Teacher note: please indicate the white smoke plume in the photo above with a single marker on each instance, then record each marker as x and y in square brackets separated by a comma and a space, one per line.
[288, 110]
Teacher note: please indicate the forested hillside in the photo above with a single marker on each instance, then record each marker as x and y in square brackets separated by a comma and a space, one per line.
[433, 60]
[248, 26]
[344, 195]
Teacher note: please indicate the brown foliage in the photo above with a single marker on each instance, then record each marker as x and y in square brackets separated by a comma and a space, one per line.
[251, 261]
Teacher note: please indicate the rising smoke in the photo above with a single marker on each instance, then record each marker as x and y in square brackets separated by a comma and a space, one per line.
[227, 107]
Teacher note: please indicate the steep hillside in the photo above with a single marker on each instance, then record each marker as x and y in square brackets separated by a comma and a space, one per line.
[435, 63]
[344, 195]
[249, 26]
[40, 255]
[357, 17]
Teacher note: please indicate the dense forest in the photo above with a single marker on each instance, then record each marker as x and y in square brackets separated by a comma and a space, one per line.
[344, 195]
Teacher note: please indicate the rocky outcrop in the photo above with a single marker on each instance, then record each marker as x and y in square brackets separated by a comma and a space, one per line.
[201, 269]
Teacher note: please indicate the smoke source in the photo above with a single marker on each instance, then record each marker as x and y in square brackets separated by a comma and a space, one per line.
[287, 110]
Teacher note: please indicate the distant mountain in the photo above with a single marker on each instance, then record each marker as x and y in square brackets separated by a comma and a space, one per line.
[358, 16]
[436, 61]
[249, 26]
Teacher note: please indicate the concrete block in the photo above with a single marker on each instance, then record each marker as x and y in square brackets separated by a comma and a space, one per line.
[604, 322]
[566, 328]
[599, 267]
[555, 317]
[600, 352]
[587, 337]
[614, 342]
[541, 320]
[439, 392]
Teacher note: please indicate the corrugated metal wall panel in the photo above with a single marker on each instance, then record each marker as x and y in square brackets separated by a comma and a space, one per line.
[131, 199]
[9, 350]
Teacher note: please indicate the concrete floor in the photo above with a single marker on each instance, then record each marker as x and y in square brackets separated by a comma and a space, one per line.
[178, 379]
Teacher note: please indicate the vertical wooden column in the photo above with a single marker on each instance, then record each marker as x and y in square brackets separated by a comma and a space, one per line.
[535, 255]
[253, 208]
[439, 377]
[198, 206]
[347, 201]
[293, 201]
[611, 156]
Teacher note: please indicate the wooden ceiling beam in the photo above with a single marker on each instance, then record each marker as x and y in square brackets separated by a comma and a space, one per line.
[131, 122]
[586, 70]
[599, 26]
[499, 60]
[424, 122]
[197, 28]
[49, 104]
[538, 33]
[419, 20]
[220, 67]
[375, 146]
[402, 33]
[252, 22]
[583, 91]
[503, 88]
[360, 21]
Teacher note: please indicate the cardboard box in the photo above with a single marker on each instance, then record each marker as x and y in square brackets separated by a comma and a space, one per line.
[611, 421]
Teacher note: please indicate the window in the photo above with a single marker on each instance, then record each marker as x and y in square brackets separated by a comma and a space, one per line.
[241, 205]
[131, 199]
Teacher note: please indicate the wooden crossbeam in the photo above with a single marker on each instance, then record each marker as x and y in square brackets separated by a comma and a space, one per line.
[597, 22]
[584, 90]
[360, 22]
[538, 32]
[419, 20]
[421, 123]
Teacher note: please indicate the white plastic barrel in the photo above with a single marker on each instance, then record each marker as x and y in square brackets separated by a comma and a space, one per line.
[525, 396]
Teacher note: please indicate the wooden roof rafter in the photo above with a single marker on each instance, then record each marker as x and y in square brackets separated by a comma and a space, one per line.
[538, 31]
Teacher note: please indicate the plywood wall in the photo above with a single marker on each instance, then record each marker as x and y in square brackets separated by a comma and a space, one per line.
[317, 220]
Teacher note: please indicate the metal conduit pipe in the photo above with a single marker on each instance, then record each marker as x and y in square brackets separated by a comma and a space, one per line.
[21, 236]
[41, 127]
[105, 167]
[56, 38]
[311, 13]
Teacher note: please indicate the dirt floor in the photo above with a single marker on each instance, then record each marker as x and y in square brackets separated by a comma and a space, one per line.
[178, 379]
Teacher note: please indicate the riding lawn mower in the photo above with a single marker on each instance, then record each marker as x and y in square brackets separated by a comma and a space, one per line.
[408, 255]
--------------------------------------------------
### Required task:
Rewrite the lines running from the one containing "Teacher note: please indicate the plywood" through the end of the records, replacing "dirt floor" with "concrete floor" and leaving everything else unchanged.

### Answer for this exercise:
Teacher note: please indicate the plywood wall in the photo above with a single marker on each instance, then record each marker as x and y in square brackets separated by a comma and a space, one per line.
[317, 220]
Teacher note: please indicate the metal conduit pipe in the photo above with a single marker on each instance, then record each marker as x and y in square brackets separated by a comma and a space, one per line.
[21, 236]
[41, 127]
[105, 167]
[56, 38]
[311, 13]
Teacher note: please indicate the concrete floor in the photo above with a single marker on each instance, then record each marker as x and y in square brackets separated by a comma and a space, one per line.
[178, 379]
Teacher note: please indicate the riding lawn mower in the photo above with a single marker on each instance, then record each marker as x and y in square brackets separated by a comma and a space, one per line.
[408, 255]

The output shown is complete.